[Start of section]
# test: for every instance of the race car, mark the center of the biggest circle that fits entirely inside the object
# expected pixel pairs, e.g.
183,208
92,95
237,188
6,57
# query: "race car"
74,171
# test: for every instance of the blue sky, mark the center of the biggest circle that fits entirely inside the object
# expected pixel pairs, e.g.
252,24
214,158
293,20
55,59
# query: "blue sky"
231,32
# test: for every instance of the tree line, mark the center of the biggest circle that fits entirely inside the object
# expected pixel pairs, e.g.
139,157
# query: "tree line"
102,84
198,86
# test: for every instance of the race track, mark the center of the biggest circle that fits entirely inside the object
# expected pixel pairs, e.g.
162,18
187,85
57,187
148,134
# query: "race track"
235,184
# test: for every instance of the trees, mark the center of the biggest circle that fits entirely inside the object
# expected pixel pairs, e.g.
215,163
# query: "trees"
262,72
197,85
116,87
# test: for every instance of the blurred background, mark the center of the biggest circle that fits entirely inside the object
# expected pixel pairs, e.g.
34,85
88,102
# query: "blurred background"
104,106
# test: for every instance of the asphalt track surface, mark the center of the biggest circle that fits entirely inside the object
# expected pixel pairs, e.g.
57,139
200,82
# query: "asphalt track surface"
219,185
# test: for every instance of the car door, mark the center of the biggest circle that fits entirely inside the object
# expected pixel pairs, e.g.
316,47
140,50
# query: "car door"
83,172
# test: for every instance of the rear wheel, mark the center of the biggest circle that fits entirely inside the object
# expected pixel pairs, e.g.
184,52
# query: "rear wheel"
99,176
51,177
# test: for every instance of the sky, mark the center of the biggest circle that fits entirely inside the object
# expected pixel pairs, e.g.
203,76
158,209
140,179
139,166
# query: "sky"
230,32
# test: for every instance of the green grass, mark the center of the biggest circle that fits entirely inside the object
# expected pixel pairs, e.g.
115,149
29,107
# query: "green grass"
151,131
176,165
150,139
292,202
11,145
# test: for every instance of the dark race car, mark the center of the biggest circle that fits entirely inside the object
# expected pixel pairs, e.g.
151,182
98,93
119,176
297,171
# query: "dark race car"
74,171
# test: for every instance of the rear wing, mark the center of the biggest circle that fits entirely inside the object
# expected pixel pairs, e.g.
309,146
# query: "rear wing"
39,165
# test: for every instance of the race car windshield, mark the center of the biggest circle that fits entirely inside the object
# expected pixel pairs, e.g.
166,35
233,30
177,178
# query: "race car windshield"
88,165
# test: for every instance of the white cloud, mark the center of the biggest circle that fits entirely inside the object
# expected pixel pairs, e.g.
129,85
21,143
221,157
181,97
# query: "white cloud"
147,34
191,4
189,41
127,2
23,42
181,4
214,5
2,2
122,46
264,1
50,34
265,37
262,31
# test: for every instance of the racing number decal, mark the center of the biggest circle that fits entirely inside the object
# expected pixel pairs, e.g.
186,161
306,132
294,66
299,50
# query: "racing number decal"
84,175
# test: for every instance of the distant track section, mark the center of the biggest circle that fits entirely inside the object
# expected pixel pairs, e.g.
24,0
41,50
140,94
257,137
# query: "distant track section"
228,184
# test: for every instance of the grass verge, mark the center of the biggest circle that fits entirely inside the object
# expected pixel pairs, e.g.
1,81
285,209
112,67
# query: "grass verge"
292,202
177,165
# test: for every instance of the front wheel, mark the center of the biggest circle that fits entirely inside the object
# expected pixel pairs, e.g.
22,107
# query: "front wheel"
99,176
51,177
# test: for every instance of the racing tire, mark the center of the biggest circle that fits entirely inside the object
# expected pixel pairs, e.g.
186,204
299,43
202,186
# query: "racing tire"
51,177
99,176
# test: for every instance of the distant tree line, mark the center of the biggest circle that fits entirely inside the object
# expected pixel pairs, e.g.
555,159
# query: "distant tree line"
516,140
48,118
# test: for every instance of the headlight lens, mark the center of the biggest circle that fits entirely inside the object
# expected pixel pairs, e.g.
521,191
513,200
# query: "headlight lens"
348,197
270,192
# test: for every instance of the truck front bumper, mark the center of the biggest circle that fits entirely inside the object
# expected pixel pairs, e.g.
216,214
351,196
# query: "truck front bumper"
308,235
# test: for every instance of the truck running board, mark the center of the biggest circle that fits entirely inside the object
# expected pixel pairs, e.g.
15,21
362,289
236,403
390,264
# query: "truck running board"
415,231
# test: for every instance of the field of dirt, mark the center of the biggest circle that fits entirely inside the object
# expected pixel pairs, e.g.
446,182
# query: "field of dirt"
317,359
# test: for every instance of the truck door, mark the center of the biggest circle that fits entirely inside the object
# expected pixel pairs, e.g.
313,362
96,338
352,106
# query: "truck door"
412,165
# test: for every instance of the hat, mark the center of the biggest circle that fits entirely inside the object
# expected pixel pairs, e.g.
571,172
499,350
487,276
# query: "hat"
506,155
[End of section]
▶ WHAT IS BEING ASKED
Write each record above out again exactly as it reads.

▶ ANSWER BELOW
# test: for every instance of the race car, mark the center of the biggest circle that fits entirely inside the object
# expected pixel pairs, e.g.
183,208
92,95
237,188
6,57
# query: "race car"
74,171
# test: for every instance of the blue sky, mark the center of the biggest circle that fits entirely inside the object
# expected pixel pairs, e.g.
252,24
214,158
293,20
55,59
# query: "blue sky"
231,32
# test: for every instance of the tree line, mark the center of the biggest circle that fits entirely inside the object
# expected pixel pairs, e.g.
139,157
# query: "tree line"
102,84
198,86
# test: for every instance of the race track, mark the center of the biggest circle that fits entirely inside the object
# expected pixel pairs, e.g.
162,18
187,85
57,187
148,134
# query: "race track"
235,184
# test: for every instance of the trees, mark the center of the biggest circle that fits entirely inside the object
# expected pixel pairs, e.g.
215,163
# query: "trees"
262,72
197,85
116,87
# test: for every instance of the blurred background, mark the center of the biggest circle that fits entirely inside the object
# expected pixel pairs, e.g.
34,85
88,102
# query: "blurred background"
104,106
# test: for every instance of the asphalt track surface, mark the center of the biggest circle that fits entirely inside the object
# expected pixel pairs, e.g.
57,139
200,82
# query: "asphalt track surface"
219,185
# test: for every instance of the car door, mark the center of the biggest circle that fits entirely inside the object
# expected pixel pairs, e.g.
316,47
140,50
# query: "car door"
83,172
# test: for every instance of the rear wheel, mark the center of the biggest circle that fits entirely inside the object
# expected pixel pairs, e.g.
184,52
# query: "rear wheel"
99,176
51,177
# test: for every instance of the sky, mark the center of the biggest circle that fits entirely inside the object
# expected pixel pairs, e.g.
203,76
158,209
140,179
139,166
# query: "sky"
230,32
# test: for every instance of the green grass, mark the center of the biggest circle that fits entirely inside the object
# expected pixel pairs, e.g.
115,149
29,107
# query: "green grass"
151,131
176,165
150,139
292,202
11,145
# test: for every instance of the dark race car, mark the center of the biggest circle that fits entirely inside the object
# expected pixel pairs, e.g.
151,182
98,93
119,176
297,171
# query: "dark race car"
74,171
# test: for every instance of the rear wing, mark the center of the biggest circle that fits entirely inside the object
# expected pixel pairs, e.g.
309,146
# query: "rear wing"
39,165
# test: for every instance of the race car windshield, mark the center of the biggest circle that fits entirely inside the object
# expected pixel pairs, e.g.
166,35
233,30
177,178
# query: "race car windshield"
88,165
# test: for every instance of the white cloud, mark the center of the biggest circle that fits entirely inside the object
# expected pixel pairs, e.g.
129,85
21,143
221,157
181,97
# query: "white cloud"
147,34
191,4
189,41
127,2
23,42
181,4
214,5
2,2
122,46
264,1
50,34
265,37
262,31
# test: for every instance of the racing number decal, mark the center of the biggest circle that fits entirely inside the object
# expected pixel pairs, e.g.
186,161
306,132
294,66
299,50
# query: "racing number decal"
84,175
# test: for every instance of the distant track section, mark the center of the biggest circle that fits entirely inside the object
# expected pixel pairs, e.g.
24,0
41,50
140,94
257,137
# query: "distant track section"
228,184
# test: for every instance of the grass verge, mark the center of the biggest circle that fits entirely inside the object
# expected pixel pairs, e.g.
1,81
285,209
112,67
# query: "grass verge"
292,202
177,165
# test: for every instance of the front wheel, mark the center of the biggest circle that fits entirely inside the object
# expected pixel pairs, e.g.
22,107
# query: "front wheel"
99,176
51,177
# test: for every instance of the racing tire, mark the center of the biggest circle that fits entirely inside the object
# expected pixel pairs, e.g.
186,204
299,43
202,186
# query: "racing tire"
51,177
99,176
# test: for every instance of the distant tree line, mark the center of the biggest circle that fits entirely inside the object
# expected pixel pairs, e.g.
555,159
# query: "distant tree line"
516,140
48,118
# test: for every instance of the headlight lens, mark the center of the biggest circle that fits entirely inside the object
# expected pixel pairs, e.g.
521,191
513,200
# query: "headlight lens"
348,197
270,192
# test: for every instance of the truck front bumper, mark the center of the biggest circle that fits entirely inside the object
# expected pixel pairs, e.g.
216,214
351,196
# query: "truck front bumper"
308,235
# test: for every instance of the truck running board, mark the center of the biggest circle that fits entirely inside the object
# expected pixel pairs, e.g.
15,21
362,289
236,403
390,264
# query: "truck running board"
415,231
# test: for every instance of the field of dirt, mark the center of the biggest circle that fits entirely inside the object
# expected pixel pairs, e.g.
446,182
# query: "field of dirt"
317,359
# test: for every instance of the truck door, mark the center of the biggest circle that fits entirely inside the object
# expected pixel pairs, e.g.
313,362
96,338
352,106
# query: "truck door"
412,165
# test: for every instance of the hat, mark the center of the biggest circle that fits entirely inside the object
# expected pixel pairs, e.g.
571,172
499,350
487,276
# query: "hat"
506,155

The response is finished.